Exercise task: Reproduce verbatim the lines below, starting at the line containing "Expected: a marker on each instance of the distant" and ending at the final line, both inclusive. Omit any pictures.
┌──
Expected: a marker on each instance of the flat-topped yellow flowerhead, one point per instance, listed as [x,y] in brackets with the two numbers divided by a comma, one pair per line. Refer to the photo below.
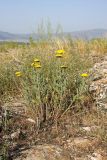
[18,74]
[63,66]
[33,64]
[84,75]
[37,66]
[60,51]
[59,55]
[36,60]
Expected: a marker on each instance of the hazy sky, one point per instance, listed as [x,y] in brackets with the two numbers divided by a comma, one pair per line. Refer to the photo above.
[23,16]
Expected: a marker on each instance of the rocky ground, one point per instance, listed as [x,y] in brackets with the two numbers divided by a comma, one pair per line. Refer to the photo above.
[76,136]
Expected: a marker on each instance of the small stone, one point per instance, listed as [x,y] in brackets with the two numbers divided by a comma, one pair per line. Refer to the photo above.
[44,152]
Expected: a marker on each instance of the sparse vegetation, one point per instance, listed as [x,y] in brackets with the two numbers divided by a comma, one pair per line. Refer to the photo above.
[52,77]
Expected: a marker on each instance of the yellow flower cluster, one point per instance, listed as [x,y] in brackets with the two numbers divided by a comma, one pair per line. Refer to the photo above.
[59,53]
[84,75]
[36,63]
[18,74]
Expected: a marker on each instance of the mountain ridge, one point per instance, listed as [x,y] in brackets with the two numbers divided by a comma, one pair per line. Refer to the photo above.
[82,34]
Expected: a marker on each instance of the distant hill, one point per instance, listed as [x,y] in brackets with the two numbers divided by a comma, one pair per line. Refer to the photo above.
[90,34]
[87,35]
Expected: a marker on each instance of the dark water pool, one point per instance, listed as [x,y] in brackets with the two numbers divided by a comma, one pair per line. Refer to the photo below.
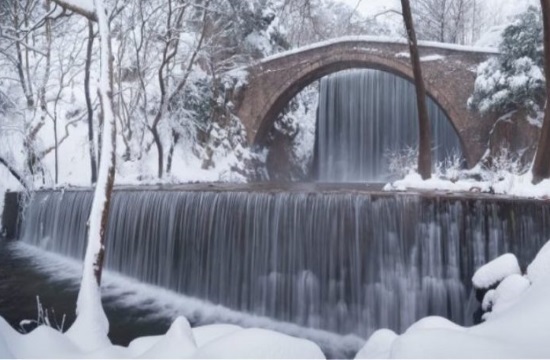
└──
Response for this exercise:
Expected: a marker on each instance of the distant hill, one point per instance, listed as [x,y] in brackets with the two numbers divided by a comma, one pair per line. Refer to the photo above.
[90,34]
[87,35]
Expected: a marker on each instance of the dark water pool, one point per instance, listed as [x,y] in brackets with the two numbers divided by a comma, one pair per line. Refer to the photo below.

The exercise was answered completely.